──────── Фрагмент страницы ────────

Когда раздался звонок и ему крикнули соседи, что это «фин», он ловко нырнул под тряпки и притворился спящим. Ноги его торчали, и «фин» долго его будил, потом положил бумаги на окно и строго стал допрашивать о заработках, договорах, наживе. Введенский вяло сознался, что «что-то было, что он ничего не помнит, что деньги сует в карман, отходя от кассы, их не считает и сейчас же пропивает в культурной пивной под Детгизом». Они долго пререкались, около часа стоял над лежащим Сашей собиратель налогов и наконец сказал:
— Я опишу имущество.
— Пожалуйста.
— Да у вас ни черта нет!
— Как же — вот, описывайте.
На двери огромным гвоздем была прибита черная дамская перчатка.

──────── Выборка данных ────────

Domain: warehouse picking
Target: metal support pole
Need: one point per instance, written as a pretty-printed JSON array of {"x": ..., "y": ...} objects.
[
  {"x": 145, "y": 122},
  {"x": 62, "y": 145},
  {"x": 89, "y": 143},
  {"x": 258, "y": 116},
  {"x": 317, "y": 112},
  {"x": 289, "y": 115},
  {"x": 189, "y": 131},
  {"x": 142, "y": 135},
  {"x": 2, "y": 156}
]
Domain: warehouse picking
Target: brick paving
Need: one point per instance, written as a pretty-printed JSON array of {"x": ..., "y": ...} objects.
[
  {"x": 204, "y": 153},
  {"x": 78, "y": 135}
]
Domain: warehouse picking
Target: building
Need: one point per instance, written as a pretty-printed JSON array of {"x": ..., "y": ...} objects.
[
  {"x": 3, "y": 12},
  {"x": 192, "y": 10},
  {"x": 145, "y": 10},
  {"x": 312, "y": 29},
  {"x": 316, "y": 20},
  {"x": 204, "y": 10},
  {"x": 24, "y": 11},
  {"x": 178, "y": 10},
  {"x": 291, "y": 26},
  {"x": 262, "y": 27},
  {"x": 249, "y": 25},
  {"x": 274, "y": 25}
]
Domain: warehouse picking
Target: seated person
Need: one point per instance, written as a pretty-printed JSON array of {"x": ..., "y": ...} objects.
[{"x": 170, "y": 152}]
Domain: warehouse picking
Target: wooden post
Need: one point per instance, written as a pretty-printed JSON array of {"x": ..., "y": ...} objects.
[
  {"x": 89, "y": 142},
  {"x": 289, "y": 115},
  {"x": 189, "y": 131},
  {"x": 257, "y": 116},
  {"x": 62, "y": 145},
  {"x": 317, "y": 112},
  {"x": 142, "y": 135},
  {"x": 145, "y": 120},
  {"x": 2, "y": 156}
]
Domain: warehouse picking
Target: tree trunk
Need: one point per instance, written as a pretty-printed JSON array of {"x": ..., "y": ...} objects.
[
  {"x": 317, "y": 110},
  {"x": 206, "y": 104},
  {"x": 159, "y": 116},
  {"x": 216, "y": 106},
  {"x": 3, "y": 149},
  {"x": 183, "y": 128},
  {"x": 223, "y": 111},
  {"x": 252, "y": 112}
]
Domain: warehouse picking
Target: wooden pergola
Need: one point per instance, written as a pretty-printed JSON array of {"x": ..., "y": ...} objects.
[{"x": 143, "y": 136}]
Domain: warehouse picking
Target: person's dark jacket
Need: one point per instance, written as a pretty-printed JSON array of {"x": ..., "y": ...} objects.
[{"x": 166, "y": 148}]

────────

### Что нужно сделать
**A)** Что было прибито к двери в отрывке о Введенском?
**B)** Верны ли по отрывку о Введенском эти утверждения: (i) когда пришел «фин», Введенский притворился спящим; (ii) собиратель налогов простоял над Сашей около двух часов; (iii) «фин» положил бумаги на стол? На каждое ответьте «да» или «нет» и приведите решающие слова отрывка.
**C)** Перепишите слово в слово кусок отрывка о Введенском от «Когда раздался звонок» до «же — вот, описывайте.».

### Ответы к заданиям
**A)** Черная дамская перчатка, прибитая огромным гвоздем.

**B)**
(i) Да: «ловко нырнул под тряпки и притворился спящим».
(ii) Нет: «около часа стоял над лежащим Сашей собиратель налогов».
(iii) Нет: «положил бумаги на окно».

**C)**
Когда раздался звонок и ему крикнули соседи, что это «фин», он ловко нырнул под тряпки и притворился спящим. Ноги его торчали, и «фин» долго его будил, потом положил бумаги на окно и строго стал допрашивать о заработках, договорах, наживе. Введенский вяло сознался, что «что-то было, что он ничего не помнит, что деньги сует в карман, отходя от кассы, их не считает и сейчас же пропивает в культурной пивной под Детгизом». Они долго пререкались, около часа стоял над лежащим Сашей собиратель налогов и наконец сказал:
— Я опишу имущество.
— Пожалуйста.
— Да у вас ни черта нет!
— Как же — вот, описывайте.